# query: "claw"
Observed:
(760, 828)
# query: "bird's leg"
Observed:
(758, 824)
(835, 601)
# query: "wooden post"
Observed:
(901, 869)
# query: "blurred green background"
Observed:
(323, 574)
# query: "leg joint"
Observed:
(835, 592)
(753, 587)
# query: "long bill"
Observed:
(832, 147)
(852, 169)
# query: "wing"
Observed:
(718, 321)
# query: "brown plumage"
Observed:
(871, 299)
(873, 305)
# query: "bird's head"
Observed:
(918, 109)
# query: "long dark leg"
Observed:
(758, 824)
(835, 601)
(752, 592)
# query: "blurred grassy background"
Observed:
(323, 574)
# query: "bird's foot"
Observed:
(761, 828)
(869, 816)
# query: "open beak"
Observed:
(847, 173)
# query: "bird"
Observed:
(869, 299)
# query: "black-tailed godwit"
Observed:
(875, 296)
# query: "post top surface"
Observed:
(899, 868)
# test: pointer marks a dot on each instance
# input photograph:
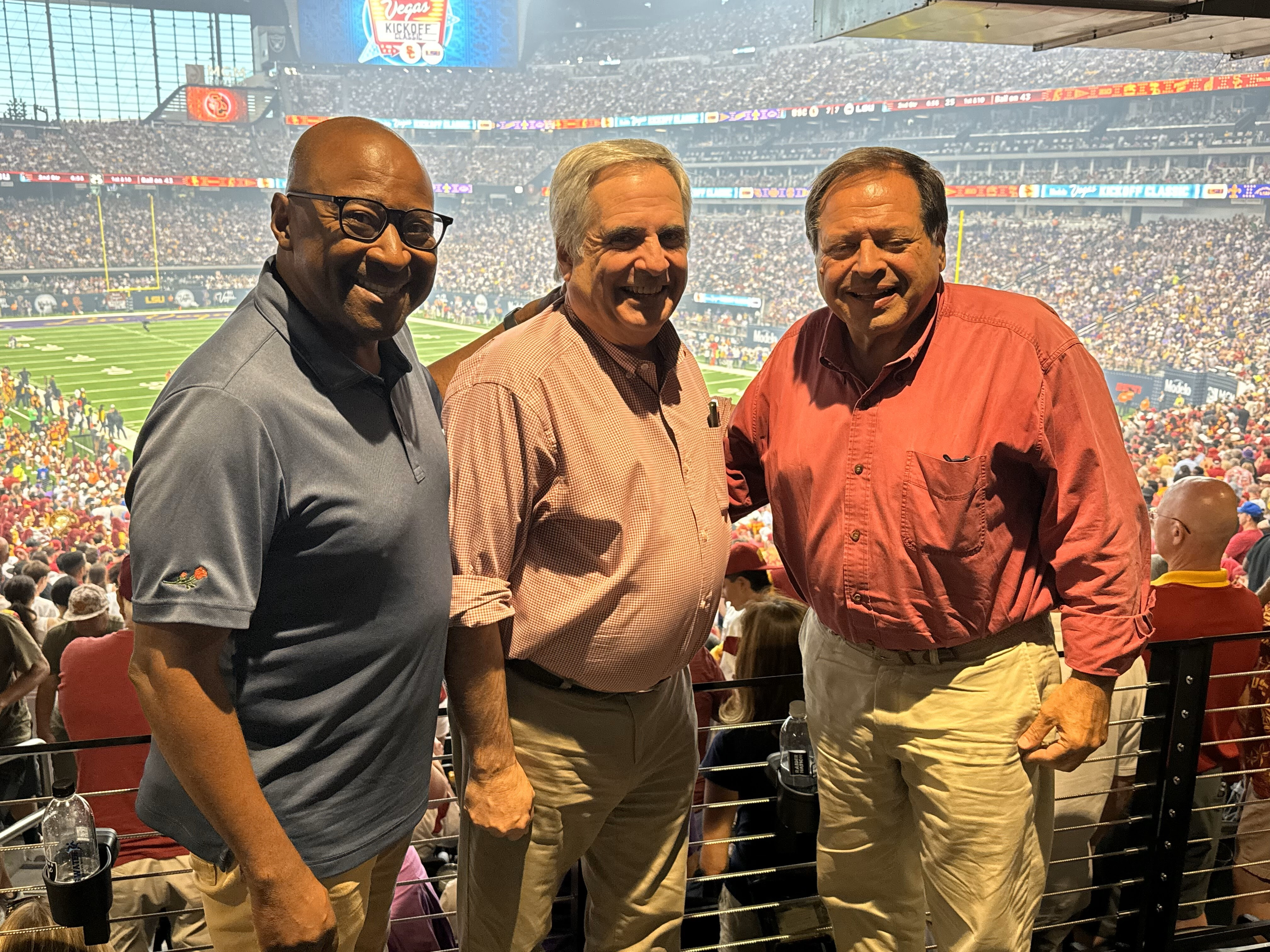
+ + + + + + +
What you need to do =>
How many of the lines above contain the string "post"? Case counts, and reply with the number alone.

Solution for this problem =>
2